** START INFORMATION PROVIDED **

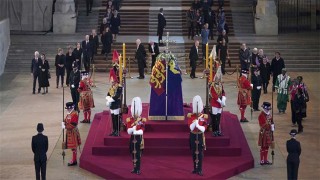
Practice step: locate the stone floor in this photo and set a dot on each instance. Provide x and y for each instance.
(20, 111)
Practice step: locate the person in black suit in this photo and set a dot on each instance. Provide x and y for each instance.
(87, 50)
(89, 6)
(256, 91)
(94, 40)
(39, 147)
(60, 66)
(35, 72)
(74, 80)
(161, 25)
(293, 160)
(154, 51)
(193, 56)
(141, 58)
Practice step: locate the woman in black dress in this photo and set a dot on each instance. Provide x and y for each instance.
(115, 24)
(60, 66)
(69, 61)
(44, 73)
(106, 39)
(77, 52)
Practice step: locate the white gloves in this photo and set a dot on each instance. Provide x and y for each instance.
(272, 127)
(223, 101)
(201, 128)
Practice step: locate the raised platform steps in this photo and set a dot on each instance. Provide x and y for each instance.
(167, 154)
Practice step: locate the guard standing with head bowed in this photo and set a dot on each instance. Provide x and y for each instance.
(218, 101)
(197, 122)
(114, 100)
(86, 97)
(73, 136)
(265, 133)
(135, 127)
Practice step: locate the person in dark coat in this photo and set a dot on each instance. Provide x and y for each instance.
(223, 54)
(299, 104)
(106, 40)
(141, 58)
(154, 51)
(115, 23)
(93, 38)
(87, 50)
(256, 91)
(44, 73)
(265, 75)
(193, 56)
(161, 26)
(244, 56)
(277, 64)
(77, 54)
(293, 158)
(39, 145)
(60, 66)
(35, 72)
(74, 80)
(70, 58)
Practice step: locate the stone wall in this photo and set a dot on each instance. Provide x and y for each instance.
(4, 43)
(27, 15)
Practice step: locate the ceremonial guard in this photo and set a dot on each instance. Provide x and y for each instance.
(135, 127)
(293, 159)
(282, 85)
(197, 123)
(218, 101)
(244, 94)
(86, 97)
(114, 100)
(303, 86)
(256, 90)
(265, 133)
(74, 81)
(72, 135)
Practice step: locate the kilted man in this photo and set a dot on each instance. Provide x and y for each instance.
(86, 101)
(283, 83)
(135, 127)
(197, 123)
(293, 159)
(114, 100)
(244, 94)
(265, 133)
(72, 135)
(218, 101)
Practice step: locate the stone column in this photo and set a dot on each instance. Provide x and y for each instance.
(64, 17)
(267, 19)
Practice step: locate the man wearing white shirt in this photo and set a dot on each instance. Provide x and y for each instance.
(256, 91)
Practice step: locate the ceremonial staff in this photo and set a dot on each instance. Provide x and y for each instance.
(63, 142)
(272, 152)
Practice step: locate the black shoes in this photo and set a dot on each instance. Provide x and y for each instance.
(73, 163)
(244, 120)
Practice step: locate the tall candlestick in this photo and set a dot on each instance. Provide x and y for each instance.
(211, 68)
(124, 54)
(120, 69)
(207, 55)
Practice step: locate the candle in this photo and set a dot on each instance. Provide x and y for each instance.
(120, 69)
(211, 68)
(207, 55)
(124, 54)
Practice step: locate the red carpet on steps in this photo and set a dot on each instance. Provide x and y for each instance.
(167, 154)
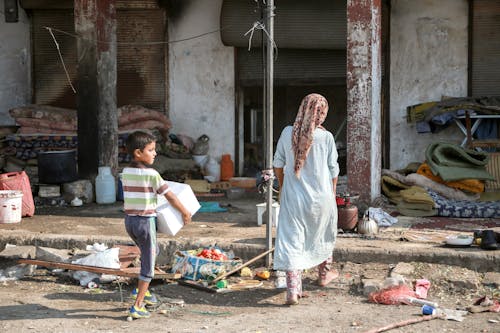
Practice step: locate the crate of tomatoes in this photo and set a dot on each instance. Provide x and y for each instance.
(203, 263)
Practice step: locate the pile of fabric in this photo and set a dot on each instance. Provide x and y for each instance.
(47, 128)
(448, 183)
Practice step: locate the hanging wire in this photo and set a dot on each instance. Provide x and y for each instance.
(137, 43)
(258, 25)
(62, 60)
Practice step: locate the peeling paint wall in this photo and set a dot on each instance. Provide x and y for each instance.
(15, 64)
(428, 61)
(201, 83)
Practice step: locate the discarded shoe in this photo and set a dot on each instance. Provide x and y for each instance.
(149, 298)
(489, 240)
(138, 313)
(326, 274)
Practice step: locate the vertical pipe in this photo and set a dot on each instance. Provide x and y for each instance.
(269, 121)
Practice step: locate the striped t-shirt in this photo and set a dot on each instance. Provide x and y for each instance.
(141, 185)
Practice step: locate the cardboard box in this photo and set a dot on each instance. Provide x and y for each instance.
(196, 268)
(169, 219)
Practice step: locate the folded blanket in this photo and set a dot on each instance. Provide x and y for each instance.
(469, 185)
(417, 212)
(422, 181)
(416, 194)
(453, 162)
(391, 188)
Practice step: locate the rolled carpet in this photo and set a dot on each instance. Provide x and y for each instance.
(452, 162)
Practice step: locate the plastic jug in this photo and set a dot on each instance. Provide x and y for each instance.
(226, 167)
(213, 169)
(105, 187)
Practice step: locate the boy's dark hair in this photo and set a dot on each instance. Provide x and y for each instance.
(138, 140)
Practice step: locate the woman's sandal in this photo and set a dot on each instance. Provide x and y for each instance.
(326, 275)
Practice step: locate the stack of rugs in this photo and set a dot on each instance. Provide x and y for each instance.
(448, 183)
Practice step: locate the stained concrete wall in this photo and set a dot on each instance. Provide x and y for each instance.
(15, 64)
(201, 82)
(428, 61)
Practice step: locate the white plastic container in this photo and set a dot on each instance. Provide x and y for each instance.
(105, 187)
(169, 219)
(213, 169)
(10, 206)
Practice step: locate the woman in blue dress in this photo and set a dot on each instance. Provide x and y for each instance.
(305, 163)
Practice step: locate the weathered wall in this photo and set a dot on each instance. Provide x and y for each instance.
(201, 83)
(15, 82)
(428, 60)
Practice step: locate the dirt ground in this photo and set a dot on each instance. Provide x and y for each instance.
(54, 302)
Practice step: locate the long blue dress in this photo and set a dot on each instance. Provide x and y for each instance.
(307, 222)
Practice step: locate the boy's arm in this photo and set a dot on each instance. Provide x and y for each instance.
(174, 201)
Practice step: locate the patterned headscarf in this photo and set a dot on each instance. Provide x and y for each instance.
(312, 113)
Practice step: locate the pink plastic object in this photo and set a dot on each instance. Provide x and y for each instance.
(19, 181)
(421, 287)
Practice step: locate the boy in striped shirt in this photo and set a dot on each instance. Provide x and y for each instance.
(141, 185)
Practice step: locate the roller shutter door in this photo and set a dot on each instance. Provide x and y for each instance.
(141, 69)
(485, 60)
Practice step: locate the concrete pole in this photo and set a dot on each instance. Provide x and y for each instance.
(364, 98)
(268, 111)
(95, 23)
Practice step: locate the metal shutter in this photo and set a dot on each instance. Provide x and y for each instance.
(321, 24)
(294, 66)
(141, 68)
(485, 62)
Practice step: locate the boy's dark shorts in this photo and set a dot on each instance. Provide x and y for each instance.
(142, 230)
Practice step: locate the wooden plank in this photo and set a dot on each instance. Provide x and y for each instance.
(254, 259)
(132, 272)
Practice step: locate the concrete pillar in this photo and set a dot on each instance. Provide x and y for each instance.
(364, 98)
(95, 23)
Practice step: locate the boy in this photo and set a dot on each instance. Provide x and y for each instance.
(141, 185)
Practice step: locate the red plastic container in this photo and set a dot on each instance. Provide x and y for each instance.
(226, 167)
(19, 181)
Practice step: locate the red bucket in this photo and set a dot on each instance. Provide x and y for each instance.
(19, 181)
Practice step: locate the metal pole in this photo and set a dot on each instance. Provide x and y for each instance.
(269, 19)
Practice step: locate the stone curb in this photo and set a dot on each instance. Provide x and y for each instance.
(353, 250)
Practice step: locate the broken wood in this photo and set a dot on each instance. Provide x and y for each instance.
(254, 259)
(132, 272)
(196, 285)
(401, 324)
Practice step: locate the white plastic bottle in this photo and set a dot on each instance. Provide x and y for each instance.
(213, 169)
(105, 187)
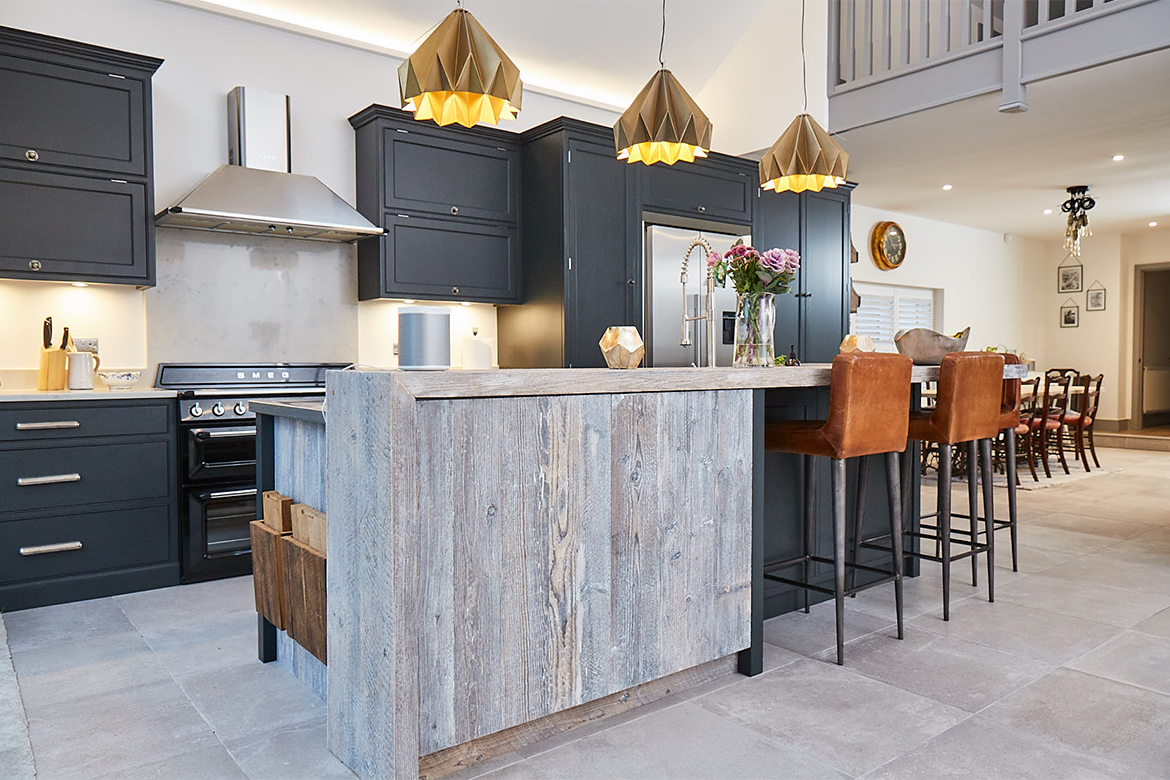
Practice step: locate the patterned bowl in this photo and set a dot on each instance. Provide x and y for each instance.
(119, 379)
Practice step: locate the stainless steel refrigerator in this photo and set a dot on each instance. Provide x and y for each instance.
(663, 252)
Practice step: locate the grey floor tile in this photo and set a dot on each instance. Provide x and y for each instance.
(979, 749)
(809, 634)
(1158, 625)
(104, 664)
(212, 763)
(112, 732)
(64, 623)
(289, 753)
(1037, 634)
(1102, 717)
(1092, 601)
(1131, 657)
(680, 743)
(961, 674)
(249, 701)
(188, 602)
(845, 719)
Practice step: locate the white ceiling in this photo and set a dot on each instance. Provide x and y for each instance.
(1006, 168)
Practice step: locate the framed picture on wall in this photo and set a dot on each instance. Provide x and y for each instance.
(1068, 278)
(1094, 299)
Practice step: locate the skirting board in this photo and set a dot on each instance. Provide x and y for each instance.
(477, 751)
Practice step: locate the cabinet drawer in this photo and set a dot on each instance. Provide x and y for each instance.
(702, 190)
(447, 260)
(56, 226)
(70, 117)
(64, 420)
(452, 178)
(74, 544)
(69, 476)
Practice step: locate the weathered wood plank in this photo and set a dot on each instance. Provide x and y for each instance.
(475, 752)
(266, 573)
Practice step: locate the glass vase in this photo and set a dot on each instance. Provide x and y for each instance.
(755, 330)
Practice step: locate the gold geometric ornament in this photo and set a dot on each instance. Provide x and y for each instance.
(663, 124)
(460, 75)
(805, 157)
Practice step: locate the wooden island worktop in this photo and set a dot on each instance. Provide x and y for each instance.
(506, 545)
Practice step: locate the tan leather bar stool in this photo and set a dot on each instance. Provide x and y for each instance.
(868, 414)
(968, 412)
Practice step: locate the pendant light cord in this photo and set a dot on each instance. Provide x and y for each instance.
(804, 62)
(662, 39)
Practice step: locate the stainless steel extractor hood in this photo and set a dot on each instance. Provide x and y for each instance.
(255, 192)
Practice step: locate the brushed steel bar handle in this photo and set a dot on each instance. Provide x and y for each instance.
(41, 550)
(56, 478)
(55, 425)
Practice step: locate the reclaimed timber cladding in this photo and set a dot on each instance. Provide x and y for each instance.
(503, 559)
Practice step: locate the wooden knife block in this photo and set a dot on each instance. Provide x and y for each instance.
(52, 372)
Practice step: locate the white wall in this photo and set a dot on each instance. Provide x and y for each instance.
(985, 277)
(255, 298)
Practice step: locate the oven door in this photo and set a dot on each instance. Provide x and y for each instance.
(217, 538)
(221, 453)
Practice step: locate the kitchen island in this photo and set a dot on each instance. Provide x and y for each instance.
(506, 545)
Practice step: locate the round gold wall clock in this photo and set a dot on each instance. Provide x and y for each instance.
(887, 244)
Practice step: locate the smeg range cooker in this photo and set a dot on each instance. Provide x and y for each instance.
(218, 454)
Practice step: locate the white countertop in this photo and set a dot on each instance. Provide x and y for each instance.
(136, 393)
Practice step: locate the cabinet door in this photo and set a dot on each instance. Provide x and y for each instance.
(441, 174)
(71, 118)
(778, 226)
(448, 260)
(704, 190)
(73, 228)
(824, 278)
(603, 284)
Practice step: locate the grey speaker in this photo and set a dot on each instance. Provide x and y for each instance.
(424, 338)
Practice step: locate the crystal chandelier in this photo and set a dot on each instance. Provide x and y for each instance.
(1078, 208)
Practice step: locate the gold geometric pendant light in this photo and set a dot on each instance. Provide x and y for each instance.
(460, 75)
(805, 157)
(663, 124)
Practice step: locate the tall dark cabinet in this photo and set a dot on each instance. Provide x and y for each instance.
(76, 171)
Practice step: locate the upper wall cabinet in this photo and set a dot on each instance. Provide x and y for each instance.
(449, 201)
(718, 187)
(76, 191)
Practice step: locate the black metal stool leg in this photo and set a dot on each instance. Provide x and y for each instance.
(810, 518)
(839, 554)
(1010, 444)
(944, 469)
(859, 516)
(893, 487)
(989, 511)
(972, 499)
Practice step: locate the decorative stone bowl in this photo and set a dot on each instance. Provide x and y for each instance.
(857, 344)
(927, 347)
(623, 347)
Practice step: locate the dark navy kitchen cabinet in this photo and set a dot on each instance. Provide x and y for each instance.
(449, 200)
(89, 503)
(76, 174)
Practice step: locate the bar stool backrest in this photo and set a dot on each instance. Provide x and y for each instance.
(970, 388)
(868, 404)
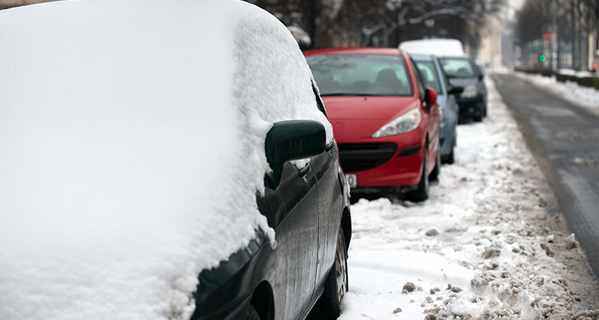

** END INFORMATION PROVIDED **

Put the lines of data from the line containing "Practice step: locate the cabinet door" through the line containing "(1078, 208)" into a JSON list of strings, one string per line, leaving out any blank lines.

**SOLUTION FOR THIS PROBLEM:**
[
  "Practice step: locate the cabinet door in this photo and set a dot on each instance. Provide x and y for each instance.",
  "(441, 174)",
  "(71, 118)",
  "(778, 226)",
  "(448, 260)",
  "(704, 190)",
  "(73, 228)",
  "(824, 278)",
  "(603, 284)",
  "Practice step: locate the grey speaker in this photo and set a dot on each instance. Provide x and y for each instance.",
  "(424, 338)",
  "Practice step: locate the crystal chandelier in this photo and set a dot on each instance. Provide x and y for each instance.",
  "(1078, 208)"
]